Posted on January 16th, 2018 by | 6 Replies

With all the controversy swirling around lockboxes and other monetization strategies, I see an increasing number of people pining for the day when subscriptions were the standard business model for online games.

World of Warcraft, one of the few games still maintaining a subscription business model

I think it might be time for a reminder of how we ended up here. There’s a reason that free to play and buy to play are now the norm, and it’s not that developers are conducting an evil international conspiracy to make us lockbox addicts.

It’s that subscriptions failed as a model, and they failed because people realized there are better options. For all the flaws of other business models — and oh boy, they do have them — none are quite so bad a deal for the player as a monthly subscription fee. I firmly believe it is the worst business model for an MMORPG.

Let’s look at all the ways subs ill-serve players, and please note that for the purposes of this article, “subscription” refers only to games that require a regular fee in order to play. Optional subscriptions as part of a hybrid model are an entirely different beast, and something I’m entirely okay with.

They Enforce Grinding

One of the biggest fallacies I’ve ever seen put forth in the MMO community is that only free to play business models affect gameplay.

That’s nonsense.

These days, the only subscription game I play is World of Warcraft. It is also by far and away the grindiest game I play. This is not a coincidence.

Honestly, are people truly naive enough to believe that things like attunements, lengthy reputation grinds, and low drop rates were implemented because they were fun? No, they were designed to extend the life of content, allowing developers to earn more subscription dollars from each player.

One of the new allied races coming in World of Warcraft's Battle for Azeroth expansion

This is why while most other games make the main story something you can just jump into and enjoy, WoW locks it behind weeks of reputation grinding. This is why Blizzard is now staggering its patch releases, with a trickle of new content unlocked each week, rather than patching it in all at once. Have you ever noticed how it always takes more than thirty days for anything to fully release?

One of the eternal criticisms of free to play games is that they force you pay cash, or grind endlessly. Don’t get me wrong, “pay or grind” is not a great deal for the player, but it’s still better than a subscription game, where you pay to grind.

A good example is WoW’s upcoming allied races feature. Whereas if a free to play game added a new playable race, you might have to pay to unlock it, WoW will require you to both pay for the new expansion and spend weeks — potentially months — grinding various reputations to unlock the new races.

Free to play games ask for your money or your time, but subscription games demand both, because for a subscription game they’re one and the same.

• Written task 1:
In the records below, copy without alteration the stretch from the line containing "Identify the concrete pier" through the line containing "pixel 379 470", including both of those lines.
The article on subscription business models and the records after it are independent materials with no connection to each other.

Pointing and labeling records
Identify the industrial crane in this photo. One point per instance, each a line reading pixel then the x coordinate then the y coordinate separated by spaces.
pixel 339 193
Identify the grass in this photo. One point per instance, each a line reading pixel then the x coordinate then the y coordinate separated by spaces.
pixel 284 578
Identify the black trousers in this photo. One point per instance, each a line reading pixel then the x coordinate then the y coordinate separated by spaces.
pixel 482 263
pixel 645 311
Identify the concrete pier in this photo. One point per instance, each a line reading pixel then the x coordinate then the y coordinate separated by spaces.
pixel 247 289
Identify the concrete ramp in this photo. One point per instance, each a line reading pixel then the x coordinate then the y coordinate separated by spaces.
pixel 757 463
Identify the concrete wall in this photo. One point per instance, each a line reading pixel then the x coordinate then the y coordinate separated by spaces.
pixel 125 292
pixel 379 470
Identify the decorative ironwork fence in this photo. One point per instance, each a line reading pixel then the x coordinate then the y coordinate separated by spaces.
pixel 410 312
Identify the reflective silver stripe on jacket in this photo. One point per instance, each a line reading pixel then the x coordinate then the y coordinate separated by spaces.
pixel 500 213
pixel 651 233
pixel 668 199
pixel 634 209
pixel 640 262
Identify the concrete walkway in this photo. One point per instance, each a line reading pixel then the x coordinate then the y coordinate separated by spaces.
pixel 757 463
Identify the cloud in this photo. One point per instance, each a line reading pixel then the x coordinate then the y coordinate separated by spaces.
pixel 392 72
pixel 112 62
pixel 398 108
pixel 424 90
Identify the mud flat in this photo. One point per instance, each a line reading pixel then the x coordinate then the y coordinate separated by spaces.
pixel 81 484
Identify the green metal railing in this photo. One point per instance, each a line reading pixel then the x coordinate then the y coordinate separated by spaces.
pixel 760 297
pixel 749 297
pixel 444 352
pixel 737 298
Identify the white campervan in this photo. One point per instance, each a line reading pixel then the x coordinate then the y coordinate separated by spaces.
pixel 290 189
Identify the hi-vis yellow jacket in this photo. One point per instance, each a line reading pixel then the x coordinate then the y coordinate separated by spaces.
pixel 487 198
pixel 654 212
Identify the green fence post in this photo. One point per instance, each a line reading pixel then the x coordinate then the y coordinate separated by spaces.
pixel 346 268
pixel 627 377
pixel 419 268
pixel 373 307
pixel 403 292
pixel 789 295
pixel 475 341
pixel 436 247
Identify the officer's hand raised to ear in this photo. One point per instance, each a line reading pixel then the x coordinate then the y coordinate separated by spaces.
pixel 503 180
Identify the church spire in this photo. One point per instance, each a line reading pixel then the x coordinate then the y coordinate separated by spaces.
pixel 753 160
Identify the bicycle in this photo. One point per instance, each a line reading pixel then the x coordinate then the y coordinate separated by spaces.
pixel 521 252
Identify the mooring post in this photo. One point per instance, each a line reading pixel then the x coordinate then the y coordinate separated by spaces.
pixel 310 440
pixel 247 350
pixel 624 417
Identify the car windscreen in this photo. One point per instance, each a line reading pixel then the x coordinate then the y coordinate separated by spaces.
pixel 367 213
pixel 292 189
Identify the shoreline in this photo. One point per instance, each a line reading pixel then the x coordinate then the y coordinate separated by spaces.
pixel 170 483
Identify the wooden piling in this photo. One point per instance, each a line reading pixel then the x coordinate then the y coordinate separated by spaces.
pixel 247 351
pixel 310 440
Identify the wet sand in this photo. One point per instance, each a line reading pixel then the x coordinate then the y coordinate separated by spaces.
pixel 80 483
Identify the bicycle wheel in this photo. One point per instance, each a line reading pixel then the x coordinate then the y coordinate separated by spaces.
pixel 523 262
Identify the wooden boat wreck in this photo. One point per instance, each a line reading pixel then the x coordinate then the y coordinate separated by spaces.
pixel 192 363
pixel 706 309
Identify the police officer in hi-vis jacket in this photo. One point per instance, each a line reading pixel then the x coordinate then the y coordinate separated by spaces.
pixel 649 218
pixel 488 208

• Written task 2:
Repeat, word for word, the stretch of the article on subscription business models from "That’s nonsense." through "not a coincidence.".

• Exercise output 1:
Identify the concrete pier in this photo. One point per instance, each a line reading pixel then the x coordinate then the y coordinate separated by spaces.
pixel 247 289
Identify the concrete ramp in this photo. One point per instance, each a line reading pixel then the x coordinate then the y coordinate separated by spaces.
pixel 757 463
Identify the concrete wall in this photo. One point per instance, each a line reading pixel then the x coordinate then the y coordinate separated by spaces.
pixel 125 292
pixel 379 470

• Exercise output 2:
That’s nonsense.

These days, the only subscription game I play is World of Warcraft. It is also by far and away the grindiest game I play. This is not a coincidence.